Exercise → The copy has to match the records word for word and include no pictures.

[Point-per-instance localization data]
-----

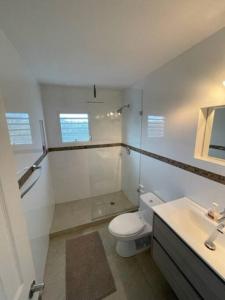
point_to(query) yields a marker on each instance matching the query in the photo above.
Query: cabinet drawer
(205, 281)
(175, 278)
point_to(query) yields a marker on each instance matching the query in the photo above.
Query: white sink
(191, 223)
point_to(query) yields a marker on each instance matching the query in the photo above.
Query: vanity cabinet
(188, 275)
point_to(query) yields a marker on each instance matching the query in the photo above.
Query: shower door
(131, 136)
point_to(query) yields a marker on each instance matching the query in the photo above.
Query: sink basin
(191, 223)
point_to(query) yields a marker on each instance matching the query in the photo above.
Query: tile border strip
(189, 168)
(217, 147)
(67, 148)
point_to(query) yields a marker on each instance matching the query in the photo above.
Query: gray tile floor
(76, 213)
(136, 278)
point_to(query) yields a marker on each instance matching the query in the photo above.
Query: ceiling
(107, 42)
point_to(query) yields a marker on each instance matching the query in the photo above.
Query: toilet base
(132, 247)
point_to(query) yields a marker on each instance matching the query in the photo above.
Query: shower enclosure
(127, 162)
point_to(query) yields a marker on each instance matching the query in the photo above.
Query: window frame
(74, 142)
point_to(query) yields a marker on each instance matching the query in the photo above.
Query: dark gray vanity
(189, 276)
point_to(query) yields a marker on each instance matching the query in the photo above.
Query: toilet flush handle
(140, 189)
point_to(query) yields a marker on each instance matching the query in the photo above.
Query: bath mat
(88, 275)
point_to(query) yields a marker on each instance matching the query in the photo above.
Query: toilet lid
(126, 224)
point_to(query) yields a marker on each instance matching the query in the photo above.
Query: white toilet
(133, 230)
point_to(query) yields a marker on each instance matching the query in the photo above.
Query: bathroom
(112, 150)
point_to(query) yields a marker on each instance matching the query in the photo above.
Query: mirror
(216, 147)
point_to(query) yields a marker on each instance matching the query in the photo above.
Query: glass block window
(74, 128)
(19, 128)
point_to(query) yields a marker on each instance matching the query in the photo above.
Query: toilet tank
(146, 202)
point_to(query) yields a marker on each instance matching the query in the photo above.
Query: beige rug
(88, 275)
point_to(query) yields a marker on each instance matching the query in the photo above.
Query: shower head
(120, 110)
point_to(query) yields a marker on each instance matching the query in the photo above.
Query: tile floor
(85, 211)
(136, 278)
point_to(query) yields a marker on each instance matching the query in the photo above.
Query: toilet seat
(126, 225)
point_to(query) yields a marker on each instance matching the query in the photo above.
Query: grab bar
(34, 167)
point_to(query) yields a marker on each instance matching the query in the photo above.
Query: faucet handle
(214, 211)
(220, 228)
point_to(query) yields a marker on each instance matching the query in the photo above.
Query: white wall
(79, 174)
(131, 135)
(21, 94)
(177, 91)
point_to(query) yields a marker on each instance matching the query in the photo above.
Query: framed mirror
(210, 142)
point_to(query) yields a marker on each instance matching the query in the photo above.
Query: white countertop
(191, 223)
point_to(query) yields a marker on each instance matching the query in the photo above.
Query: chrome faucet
(209, 243)
(215, 214)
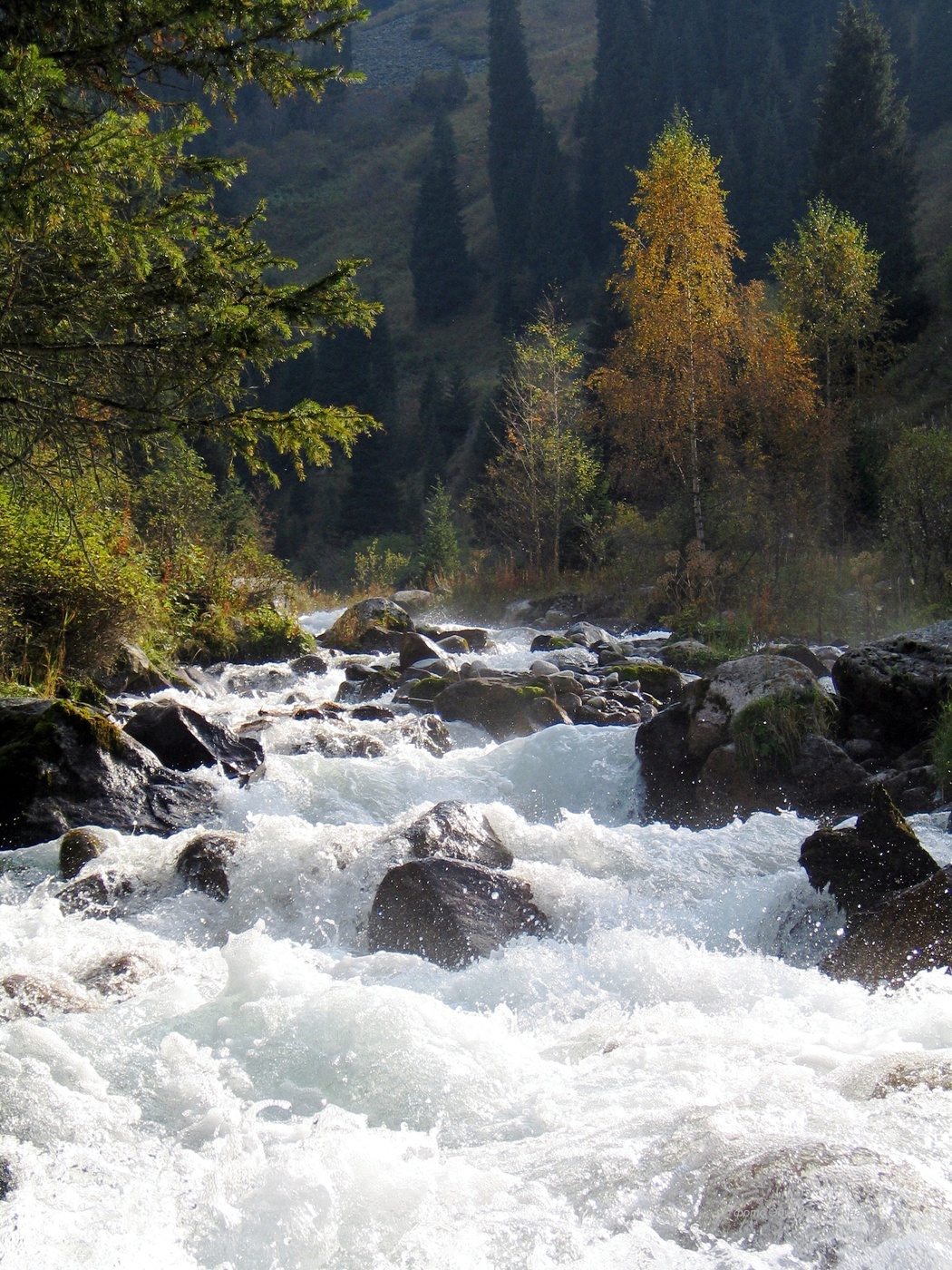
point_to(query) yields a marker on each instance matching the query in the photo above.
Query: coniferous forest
(647, 302)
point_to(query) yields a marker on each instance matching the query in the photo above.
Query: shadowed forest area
(654, 308)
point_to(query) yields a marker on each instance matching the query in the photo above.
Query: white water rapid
(665, 1081)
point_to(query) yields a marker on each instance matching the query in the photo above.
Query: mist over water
(665, 1081)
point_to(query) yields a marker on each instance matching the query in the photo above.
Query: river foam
(666, 1081)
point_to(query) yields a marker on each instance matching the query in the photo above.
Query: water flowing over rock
(184, 739)
(457, 832)
(911, 933)
(863, 866)
(78, 847)
(451, 912)
(63, 766)
(203, 863)
(501, 708)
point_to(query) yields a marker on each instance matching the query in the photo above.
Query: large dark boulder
(898, 683)
(63, 766)
(205, 860)
(909, 933)
(867, 864)
(669, 771)
(501, 708)
(451, 912)
(368, 624)
(184, 739)
(457, 832)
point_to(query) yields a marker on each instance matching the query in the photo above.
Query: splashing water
(666, 1081)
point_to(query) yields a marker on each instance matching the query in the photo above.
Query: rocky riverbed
(386, 958)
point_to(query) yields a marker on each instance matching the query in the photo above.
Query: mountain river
(665, 1081)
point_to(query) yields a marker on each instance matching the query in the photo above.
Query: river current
(665, 1081)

-----

Exercise solution →
point_to(query) yields a marker on each instance matching the query in the photo above.
Query: cabinet drawer
(205, 281)
(175, 278)
point_to(query) yields a marker on each instance matching the query in the photo above.
Query: white sink
(191, 223)
point_to(query) yields a marker on each instance matching the query in the photo above.
Query: vanity cabinet
(188, 275)
point_to(query) yields a marker on each instance matching the query in the photo above.
Query: shower door
(131, 136)
point_to(query) yields a marker on each instance matching the query in the photo above.
Query: sink basin
(191, 223)
point_to(query) yields a marker on each instance matching the query in the photo above.
Query: tile border strip
(189, 168)
(217, 147)
(67, 148)
point_to(query) yields a marker on each instance matching the query in the photo above.
Query: gray tile floor
(76, 213)
(136, 278)
point_to(query) yields a marker on each instance matching the query in the photo above.
Query: ceiling
(107, 42)
point_to(query) yields a marker on each instance matching the query in the photo above.
Query: toilet base
(132, 247)
point_to(query) yields a marker on each instance matching the query in the photo above.
Query: shower enclosure
(127, 162)
point_to(query) yields a marker on each instance matching the query in the photo above.
Query: window frame
(74, 142)
point_to(query) yields a marker on each instance matching the query in the photo above.
Query: dark gray vanity
(189, 276)
point_to(query) yields a marker on each instance matching the query in the photo above.
Query: toilet flush handle
(140, 189)
point_to(query) yields a marker on each instance matching the query in the photo above.
Query: bath mat
(88, 275)
point_to(query) yields a marker on each instance matching the query in the photo above.
Query: toilet lid
(126, 224)
point_to(query) yields a marker on each instance matching the query in the photo above.
Query: white toilet
(133, 230)
point_to(query) yields a marker on each instance matching the query in the photo above.
Query: bathroom
(112, 150)
point_to(query) yields a marker on each instance matching the query in the photo above.
Query: mirror
(216, 147)
point_to(query) yields a marker on each instance matching the query in the photo above.
Query: glass block window
(74, 128)
(19, 128)
point_to(query) yields a marker on each instance matching the query in the photo above.
Query: toilet tank
(146, 202)
point_to(query) yields a marker on each instance matching the query in the photo above.
Query: beige rug
(88, 275)
point_to(query) yields a marker on each instance matching the query in the photo above.
Query: shower head
(120, 110)
point_to(query) yields a marker on each instance matching the query in the photo above.
Query: tile floor
(85, 211)
(136, 278)
point_to(query) yields a marker on each instance matching the query in the photo above.
Query: toilet seat
(126, 225)
point_to(query) yields a marker on each instance matching the query in the photo above.
Query: grab bar
(34, 167)
point_to(query) yields a marker on each instance matching the query in the photo above.
Query: faucet handle
(214, 211)
(220, 228)
point_to(query) yields a marker on each instance matching the query in the photo above.
Query: white wall
(79, 174)
(131, 135)
(21, 94)
(177, 91)
point_to(query) yields a marker on each instance matching the query in the photo above.
Query: framed mirror
(210, 142)
point_to(query) yields a marker on each instance matching the query in the photo above.
Query: white countertop
(191, 223)
point_to(query) yields a marker on each instance matching the query in the photo above.
Query: chrome faucet
(209, 243)
(215, 214)
point_to(query) yields a marker on each instance matching the query in the photo above.
Query: coniferous forest
(647, 302)
point_to(query) yields a marker on each instance matching the query in the photo above.
Query: shadowed forest area
(654, 308)
point_to(query) yields a marker on each instance matching the query in the photo above.
Query: white water rapid
(665, 1081)
point_to(query) yields a marker on each instance matching the query in the photo above.
Query: mist over water
(665, 1081)
point_to(query) yields a marker on each instance matching the query in the photo above.
Query: river foam
(666, 1081)
point_to(query) yields a marker on each instance matching the query in the photo above.
Query: water flowing over rock
(184, 739)
(457, 832)
(911, 933)
(863, 866)
(78, 847)
(451, 912)
(63, 766)
(203, 863)
(501, 708)
point_to(query) yields a marker on each instance matching the query in the photo above.
Query: large dark boulder
(898, 683)
(63, 766)
(205, 860)
(909, 933)
(867, 864)
(669, 771)
(501, 708)
(451, 912)
(368, 624)
(184, 739)
(457, 832)
point_to(query) yields a marker on each instance matching the query in the photo above.
Query: splashing water
(666, 1081)
point_to(query) yields a marker on each instance matching the query in the photo above.
Query: rocky riverbed
(386, 958)
point_to(query) yields a marker on each instance matching the query in the photo above.
Query: mountain river
(665, 1081)
point_to(query) yields a marker on each instance matching the query in the photo above.
Query: river current
(665, 1081)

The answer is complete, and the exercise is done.